■ Документ ■
═══

Из четырех пьес самая сложная и невыигрышная, но и самая глубокая — «Иллюзия» Ивана Вырыпаева. Драматург и режиссер, Вырыпаев практически во всех своих произведениях («Кислород», «Бытие №2», «Эйфория», «Июль» и пр.) исследует одну тему: Дьявол, живущий в нас, и 10 заповедей, на которые мы походя плюем. Но здесь он впервые переносит действие из России в (условную) Францию, героев зовут Денни, Сандра, Маргарет и Альберт, форма пьесы аскетична: четыре актера не перевоплощаются, а рассказывают о своих героях.
Это притча о мире, в котором вместо правды — видимость правды, иллюзия великой любви, пронесенной через полвека; отчаянно искренний монолог на смертном одре оказывается ложью во спасение. Павел Зобнин работал над этим эскизом с четырьмя эстонскими актерами, значит, помимо обычных трудностей был еще языковый барьер (хотя Илона Мартсон перевела пьесу действительно качественно). Тем не менее режиссер сделал очень многое. Прежде всего, нашел форму постановки, еще более аскетичную, чем сама пьеса.

═══

Записанные данные:
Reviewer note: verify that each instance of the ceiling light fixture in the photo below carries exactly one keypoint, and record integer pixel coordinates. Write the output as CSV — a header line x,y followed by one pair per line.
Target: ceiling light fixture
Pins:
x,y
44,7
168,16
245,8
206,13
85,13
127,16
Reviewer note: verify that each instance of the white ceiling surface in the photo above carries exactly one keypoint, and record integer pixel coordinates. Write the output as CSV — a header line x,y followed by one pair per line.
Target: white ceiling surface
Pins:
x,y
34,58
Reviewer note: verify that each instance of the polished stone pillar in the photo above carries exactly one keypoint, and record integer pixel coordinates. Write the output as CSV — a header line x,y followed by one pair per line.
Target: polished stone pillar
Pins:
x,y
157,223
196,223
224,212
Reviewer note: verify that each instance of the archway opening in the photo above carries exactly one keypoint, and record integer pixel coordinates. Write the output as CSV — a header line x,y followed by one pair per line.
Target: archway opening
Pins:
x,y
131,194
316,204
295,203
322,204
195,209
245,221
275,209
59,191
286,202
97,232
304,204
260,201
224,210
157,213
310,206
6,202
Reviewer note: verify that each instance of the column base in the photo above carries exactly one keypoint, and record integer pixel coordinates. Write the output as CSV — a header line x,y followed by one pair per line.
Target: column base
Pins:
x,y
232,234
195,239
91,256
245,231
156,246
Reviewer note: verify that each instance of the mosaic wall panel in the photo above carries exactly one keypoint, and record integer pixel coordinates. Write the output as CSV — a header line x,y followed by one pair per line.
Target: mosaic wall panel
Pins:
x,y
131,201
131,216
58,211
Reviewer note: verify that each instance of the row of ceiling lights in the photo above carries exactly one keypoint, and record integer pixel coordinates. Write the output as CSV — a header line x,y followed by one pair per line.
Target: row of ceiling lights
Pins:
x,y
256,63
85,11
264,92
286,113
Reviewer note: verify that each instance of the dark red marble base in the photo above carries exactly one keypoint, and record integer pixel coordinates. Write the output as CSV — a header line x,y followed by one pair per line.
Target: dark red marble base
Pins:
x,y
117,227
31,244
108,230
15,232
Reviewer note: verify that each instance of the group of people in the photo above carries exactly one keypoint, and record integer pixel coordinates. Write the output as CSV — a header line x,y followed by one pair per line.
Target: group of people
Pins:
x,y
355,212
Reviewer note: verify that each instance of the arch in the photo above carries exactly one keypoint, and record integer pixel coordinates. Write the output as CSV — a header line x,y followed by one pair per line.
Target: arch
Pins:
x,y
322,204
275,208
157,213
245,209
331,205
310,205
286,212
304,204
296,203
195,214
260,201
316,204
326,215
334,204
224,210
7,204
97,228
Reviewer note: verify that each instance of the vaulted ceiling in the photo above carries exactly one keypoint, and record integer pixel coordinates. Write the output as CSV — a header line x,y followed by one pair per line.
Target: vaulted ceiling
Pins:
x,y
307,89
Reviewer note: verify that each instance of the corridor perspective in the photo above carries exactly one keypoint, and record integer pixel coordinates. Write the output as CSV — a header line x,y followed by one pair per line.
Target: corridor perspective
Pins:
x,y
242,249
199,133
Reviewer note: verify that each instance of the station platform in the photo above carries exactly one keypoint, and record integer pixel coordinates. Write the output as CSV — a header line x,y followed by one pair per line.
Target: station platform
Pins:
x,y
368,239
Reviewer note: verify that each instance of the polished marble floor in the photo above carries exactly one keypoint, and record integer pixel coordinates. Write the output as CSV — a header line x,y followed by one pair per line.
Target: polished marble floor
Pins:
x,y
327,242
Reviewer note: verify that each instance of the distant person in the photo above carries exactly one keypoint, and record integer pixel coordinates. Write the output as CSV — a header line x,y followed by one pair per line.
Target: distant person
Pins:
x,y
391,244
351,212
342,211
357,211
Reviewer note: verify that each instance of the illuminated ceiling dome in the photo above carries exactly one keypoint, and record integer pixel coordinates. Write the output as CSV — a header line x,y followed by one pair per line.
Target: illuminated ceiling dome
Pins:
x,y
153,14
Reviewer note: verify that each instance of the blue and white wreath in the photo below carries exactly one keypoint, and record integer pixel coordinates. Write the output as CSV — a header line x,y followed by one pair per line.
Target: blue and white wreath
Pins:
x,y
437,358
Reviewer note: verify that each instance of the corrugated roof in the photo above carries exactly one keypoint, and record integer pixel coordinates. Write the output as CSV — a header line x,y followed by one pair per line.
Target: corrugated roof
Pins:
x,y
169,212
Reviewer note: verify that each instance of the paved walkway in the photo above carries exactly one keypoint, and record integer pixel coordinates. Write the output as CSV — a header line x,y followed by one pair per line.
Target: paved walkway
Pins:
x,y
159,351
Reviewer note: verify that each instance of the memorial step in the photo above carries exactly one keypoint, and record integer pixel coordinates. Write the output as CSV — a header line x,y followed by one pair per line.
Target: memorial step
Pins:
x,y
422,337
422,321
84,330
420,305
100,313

═══

■ Задачи ■
1) Как зовут героев пьесы, согласно тексту о пьесе «Иллюзия»?
2) Пожалуйста, выпишите из записей все строки, где встречается слово «column», с учетом регистра.
Текст о пьесе «Иллюзия» и записи между собой не связаны.

■ Ответы по задачам ■
1) Денни, Сандра, Маргарет и Альберт.

2)
Reviewer note: verify that each instance of the column base in the photo above carries exactly one keypoint, and record integer pixel coordinates. Write the output as CSV — a header line x,y followed by one pair per line.
Target: column base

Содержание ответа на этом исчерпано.